### Do this
Rewrite the records from their start through the line containing "x=371 y=254", inclusive, keeping the requests and moving every coordinate in the answers up by 123 (both the x and the y value). Leave the pictures out of your output.

--- Records to use ---

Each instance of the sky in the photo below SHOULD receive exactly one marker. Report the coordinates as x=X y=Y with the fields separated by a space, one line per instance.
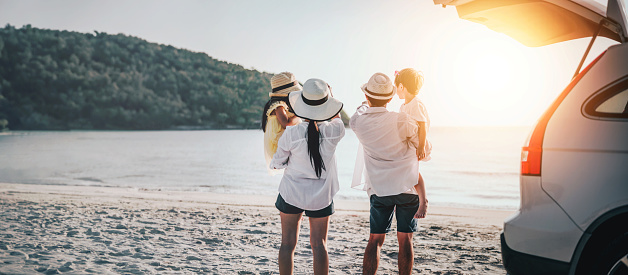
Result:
x=473 y=76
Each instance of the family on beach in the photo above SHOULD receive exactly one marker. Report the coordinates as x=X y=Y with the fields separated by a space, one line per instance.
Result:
x=302 y=128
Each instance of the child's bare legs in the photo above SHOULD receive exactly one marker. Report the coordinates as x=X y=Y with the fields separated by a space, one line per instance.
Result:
x=420 y=189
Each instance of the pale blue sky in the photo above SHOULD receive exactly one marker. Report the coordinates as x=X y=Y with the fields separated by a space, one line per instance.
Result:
x=474 y=76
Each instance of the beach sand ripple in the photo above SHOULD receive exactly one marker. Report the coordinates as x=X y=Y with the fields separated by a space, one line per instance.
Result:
x=53 y=233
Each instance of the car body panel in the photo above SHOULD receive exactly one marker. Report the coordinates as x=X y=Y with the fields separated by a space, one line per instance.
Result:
x=585 y=160
x=536 y=23
x=541 y=227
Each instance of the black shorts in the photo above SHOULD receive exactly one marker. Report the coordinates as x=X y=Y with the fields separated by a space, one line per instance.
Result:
x=287 y=208
x=382 y=208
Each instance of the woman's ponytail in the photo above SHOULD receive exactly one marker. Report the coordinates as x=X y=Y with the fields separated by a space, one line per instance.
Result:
x=313 y=148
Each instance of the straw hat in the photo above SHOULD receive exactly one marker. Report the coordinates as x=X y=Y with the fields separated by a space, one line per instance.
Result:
x=379 y=87
x=284 y=83
x=315 y=102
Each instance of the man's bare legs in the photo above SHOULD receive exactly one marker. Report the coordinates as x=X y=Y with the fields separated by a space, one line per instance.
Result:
x=406 y=253
x=371 y=254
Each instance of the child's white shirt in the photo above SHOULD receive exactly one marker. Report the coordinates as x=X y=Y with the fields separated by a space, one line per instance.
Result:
x=416 y=110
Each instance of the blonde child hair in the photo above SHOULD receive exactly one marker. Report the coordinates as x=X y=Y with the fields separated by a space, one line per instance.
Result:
x=411 y=79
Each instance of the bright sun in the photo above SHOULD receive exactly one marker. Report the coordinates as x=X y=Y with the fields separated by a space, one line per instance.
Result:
x=488 y=80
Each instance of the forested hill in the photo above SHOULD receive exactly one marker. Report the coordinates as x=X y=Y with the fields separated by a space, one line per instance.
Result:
x=56 y=80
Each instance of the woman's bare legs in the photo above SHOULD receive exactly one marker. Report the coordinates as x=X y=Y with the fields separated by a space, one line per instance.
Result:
x=318 y=241
x=290 y=224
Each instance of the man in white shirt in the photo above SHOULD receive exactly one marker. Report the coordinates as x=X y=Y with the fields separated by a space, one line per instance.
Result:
x=391 y=171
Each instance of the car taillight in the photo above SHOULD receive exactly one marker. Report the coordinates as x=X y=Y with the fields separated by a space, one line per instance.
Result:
x=532 y=152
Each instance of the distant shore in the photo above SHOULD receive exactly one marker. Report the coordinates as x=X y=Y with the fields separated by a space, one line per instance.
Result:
x=57 y=229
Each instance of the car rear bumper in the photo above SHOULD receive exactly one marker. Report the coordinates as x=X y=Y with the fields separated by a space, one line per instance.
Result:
x=520 y=263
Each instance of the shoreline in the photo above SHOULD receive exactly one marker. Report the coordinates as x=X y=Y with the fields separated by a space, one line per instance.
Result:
x=57 y=229
x=467 y=215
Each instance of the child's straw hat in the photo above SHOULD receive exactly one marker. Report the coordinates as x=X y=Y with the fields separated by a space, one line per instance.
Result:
x=379 y=87
x=284 y=83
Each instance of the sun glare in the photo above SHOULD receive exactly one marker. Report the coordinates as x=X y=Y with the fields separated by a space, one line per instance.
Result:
x=488 y=80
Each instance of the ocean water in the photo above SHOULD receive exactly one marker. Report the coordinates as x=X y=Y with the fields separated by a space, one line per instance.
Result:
x=470 y=167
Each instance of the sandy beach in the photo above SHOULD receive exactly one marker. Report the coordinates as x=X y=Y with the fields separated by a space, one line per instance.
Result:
x=76 y=230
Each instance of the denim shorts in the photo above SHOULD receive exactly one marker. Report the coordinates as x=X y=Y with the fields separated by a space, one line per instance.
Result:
x=404 y=206
x=287 y=208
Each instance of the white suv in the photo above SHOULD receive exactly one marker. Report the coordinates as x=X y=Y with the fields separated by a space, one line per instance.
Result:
x=573 y=217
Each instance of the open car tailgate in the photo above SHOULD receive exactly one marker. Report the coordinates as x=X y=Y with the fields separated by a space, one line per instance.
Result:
x=537 y=23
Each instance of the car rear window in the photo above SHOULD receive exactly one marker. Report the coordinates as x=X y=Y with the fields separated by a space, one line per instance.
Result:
x=610 y=102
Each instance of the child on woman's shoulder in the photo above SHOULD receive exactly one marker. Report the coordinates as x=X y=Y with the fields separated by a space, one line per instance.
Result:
x=277 y=114
x=408 y=82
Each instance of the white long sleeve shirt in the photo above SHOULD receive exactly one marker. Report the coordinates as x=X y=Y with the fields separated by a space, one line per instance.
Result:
x=388 y=161
x=300 y=186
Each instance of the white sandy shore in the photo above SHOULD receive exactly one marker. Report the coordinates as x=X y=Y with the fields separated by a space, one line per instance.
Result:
x=77 y=230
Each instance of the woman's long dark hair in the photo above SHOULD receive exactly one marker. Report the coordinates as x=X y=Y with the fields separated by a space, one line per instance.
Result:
x=270 y=102
x=313 y=148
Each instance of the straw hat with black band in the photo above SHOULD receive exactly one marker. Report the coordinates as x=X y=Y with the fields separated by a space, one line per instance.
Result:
x=315 y=102
x=379 y=87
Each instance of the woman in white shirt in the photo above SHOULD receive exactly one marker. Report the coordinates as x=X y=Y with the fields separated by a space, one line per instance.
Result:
x=310 y=180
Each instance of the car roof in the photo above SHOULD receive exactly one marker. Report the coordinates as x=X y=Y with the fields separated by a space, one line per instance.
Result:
x=537 y=23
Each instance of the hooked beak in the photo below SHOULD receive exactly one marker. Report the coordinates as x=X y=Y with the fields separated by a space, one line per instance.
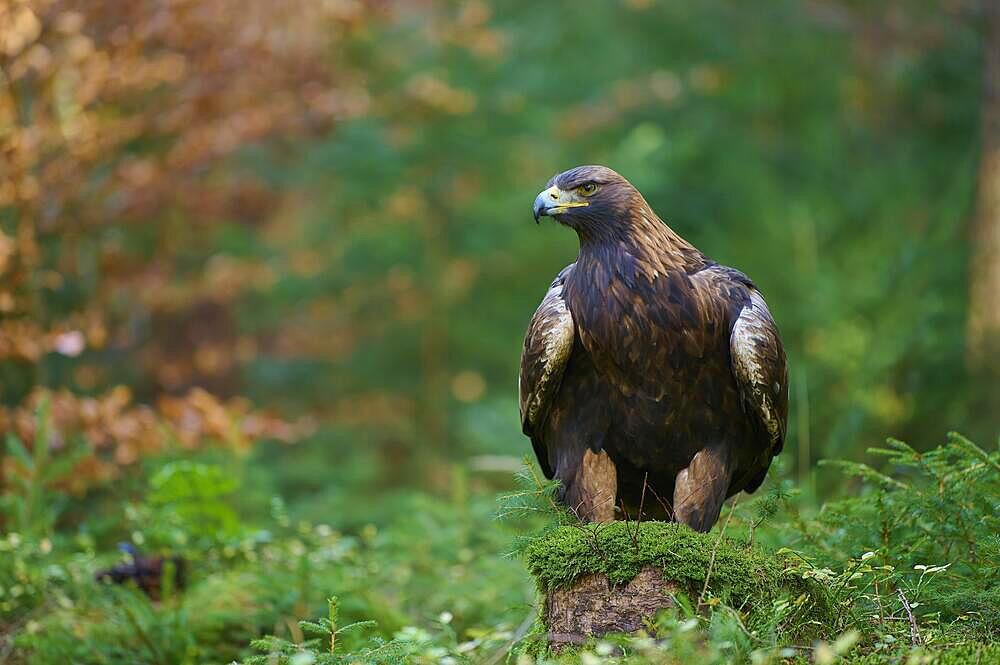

---

### Expected output
Each instance of the sky in the photo below SHOULD receive exactly one marker. Report the coordinates as x=X y=Y with the fields separated by a space, one line per instance.
Result:
x=596 y=199
Each instance of the family on beach in the photo above SHOULD receive exactly one marker. Report the coordinates as x=X y=Y with the fields separated by a space, one line per instance.
Result:
x=425 y=251
Each instance of the child's bare legs in the photo above SHOULD receive exactly one marker. Report the coordinates as x=X y=Y with the fields separated by a space, one line per instance.
Result:
x=543 y=312
Each instance of the pale blue sky in the photo above SHOULD receive exactly one marker. Report the coordinates as x=X y=Y with the fields separated by a space, one line per instance.
Result:
x=597 y=199
Each instance of the beach sand ripple in the photo above SHOULD receive exactly one marker. Report the coordinates as x=X y=Y with the fields separated by a space, one line per instance.
Result:
x=176 y=356
Each instance of the car body panel in the photo above SHOULD receive exactly one marker. Report the coordinates as x=X y=Y with the fields separated by a space, one line per instance.
Result:
x=708 y=283
x=659 y=146
x=664 y=350
Each instance of the black shorts in the photo above SHOULD receive exactly one marker. Report the coordinates as x=X y=Y with the fields separated by a space, one line per instance.
Result:
x=410 y=331
x=505 y=331
Each instance of the woman's ponytail in the photo above SHOULD receive exactly one marker. Report the coordinates as x=X y=Y with the fields separated by a space, one line per instance.
Result:
x=436 y=271
Each instance of the straw hat in the photo above SHOULD receive exactly one marker. Report the coordinates as x=X y=Y with the fields separated by a space, one line per instance.
Result:
x=502 y=210
x=407 y=206
x=438 y=225
Each instance of the man's bare legs in the photo above SHOULD receive exactly one marker. Report the coordinates as x=X y=Y with the fields separated by a space, one line per instance.
Result:
x=529 y=376
x=494 y=377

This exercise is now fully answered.